━━━ Extract to read ━━━
A long term goal of my laboratory is to understand mechanisms through which inflammation contributes to diseases like atherosclerosis and asthma. Several major research programs are currently under investigation. One research program focuses on the role of myeloperoxidase, a leukocyte heme protein, in promoting oxidant stress in vivo, and its participation in cardiovascular diseases. A second area focuses on HDL structure and function. The third area focuses on the role of peroxidases and tobacco exposure in airway remodeling in asthma. A final area of research interest focuses on the role of intestinal microbiota in cardiometabolic disease.
All research projects rely heavily on chemical and analytical methods to identify specific reactions/products, their mechanisms of formation, and their use as probes to elaborate pathways responsible for disease. Research efforts in each program span from bench-to-bedside, including basic/genetic, cellular, animal model, and human clinical investigations.
━━━ Entries shown ━━━
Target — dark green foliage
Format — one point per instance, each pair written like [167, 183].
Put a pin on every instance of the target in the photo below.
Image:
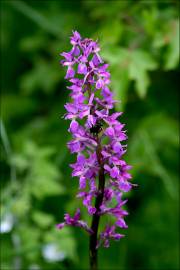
[140, 41]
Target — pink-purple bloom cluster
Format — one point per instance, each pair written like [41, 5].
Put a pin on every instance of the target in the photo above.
[97, 138]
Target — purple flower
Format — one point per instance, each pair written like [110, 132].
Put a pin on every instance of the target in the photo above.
[74, 221]
[97, 139]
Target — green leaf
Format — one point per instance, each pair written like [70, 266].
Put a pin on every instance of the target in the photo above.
[172, 54]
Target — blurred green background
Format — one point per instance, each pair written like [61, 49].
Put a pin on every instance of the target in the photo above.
[140, 41]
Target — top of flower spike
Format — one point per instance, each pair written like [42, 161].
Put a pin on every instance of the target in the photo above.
[89, 110]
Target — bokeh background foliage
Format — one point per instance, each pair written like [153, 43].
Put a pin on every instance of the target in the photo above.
[140, 41]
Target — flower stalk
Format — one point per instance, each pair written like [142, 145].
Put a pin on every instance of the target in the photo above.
[96, 218]
[98, 141]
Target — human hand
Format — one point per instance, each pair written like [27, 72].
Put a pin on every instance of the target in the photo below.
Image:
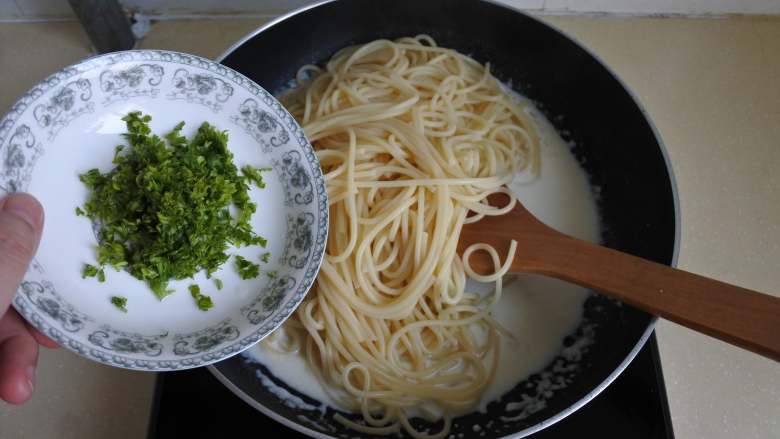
[21, 225]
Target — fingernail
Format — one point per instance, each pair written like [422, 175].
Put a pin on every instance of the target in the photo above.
[30, 377]
[26, 208]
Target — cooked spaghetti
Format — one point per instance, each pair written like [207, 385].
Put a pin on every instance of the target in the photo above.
[412, 139]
━━━
§ Exercise requirements
[1] In the research overview, what kind of protein is myeloperoxidase said to be?
[2] Quote the research overview word for word, beginning at "All research projects" and stopping after "human clinical investigations.".
[3] Extend the research overview with a few more sentences, starting after its last one.
The data plays no part in what is asked here.

§ Answers given
[1] A leukocyte heme protein.

[2]
All research projects rely heavily on chemical and analytical methods to identify specific reactions/products, their mechanisms of formation, and their use as probes to elaborate pathways responsible for disease. Research efforts in each program span from bench-to-bedside, including basic/genetic, cellular, animal model, and human clinical investigations.

[3]
A long term goal of my laboratory is to understand the ways in which our immune system contributes to diseases like heart disease and asthma. I have several major areas of focus. One centers on the role of myeloperoxidase, a protein found in white blood cells that plays an important role in fighting infections, but which we have discovered also participates in development of heart diseases. A second area focuses on the role of microbes in our intestines (called gut flora) in heart disease. Another area focuses on the HDL particle (carrier of good cholesterol in the blood). The final area focuses on the role of white blood cells in the lungs in causing asthma.